Problem description =>
Wherever the string "instance" occurs in a line of these records, report that line.

Dataset records =>
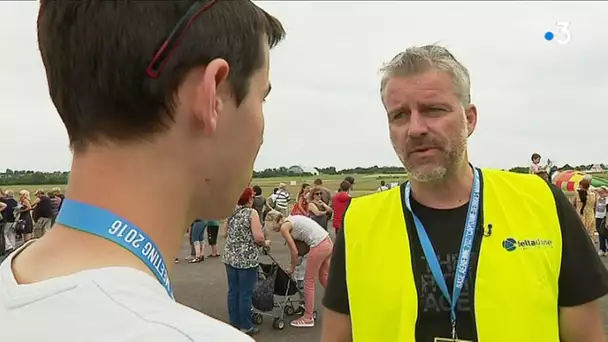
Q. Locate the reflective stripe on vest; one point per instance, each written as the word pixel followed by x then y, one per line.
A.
pixel 516 283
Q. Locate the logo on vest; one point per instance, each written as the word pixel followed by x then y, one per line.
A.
pixel 511 244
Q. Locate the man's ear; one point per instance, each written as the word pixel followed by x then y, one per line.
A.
pixel 471 115
pixel 209 103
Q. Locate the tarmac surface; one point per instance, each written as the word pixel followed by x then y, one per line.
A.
pixel 203 287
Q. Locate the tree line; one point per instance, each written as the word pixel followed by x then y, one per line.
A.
pixel 30 177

Solution to this task =>
Q. Locate the reflective stripe on vest; one point per instance, each written as the word pixel followed by x then y, one per line.
Q. Locate the logo on vest; one point per instance, each written as the word pixel followed by x then y, one per line.
Q. Locate the man's ear; one point per instance, each written as the word pixel followed by x then y, one per line.
Q. Locate the tarmac surface; one point per instance, each written as the word pixel followed by x then y, one per line.
Q. Locate the tree line; one point per instance, each written as the word pixel followed by x then y, one per line.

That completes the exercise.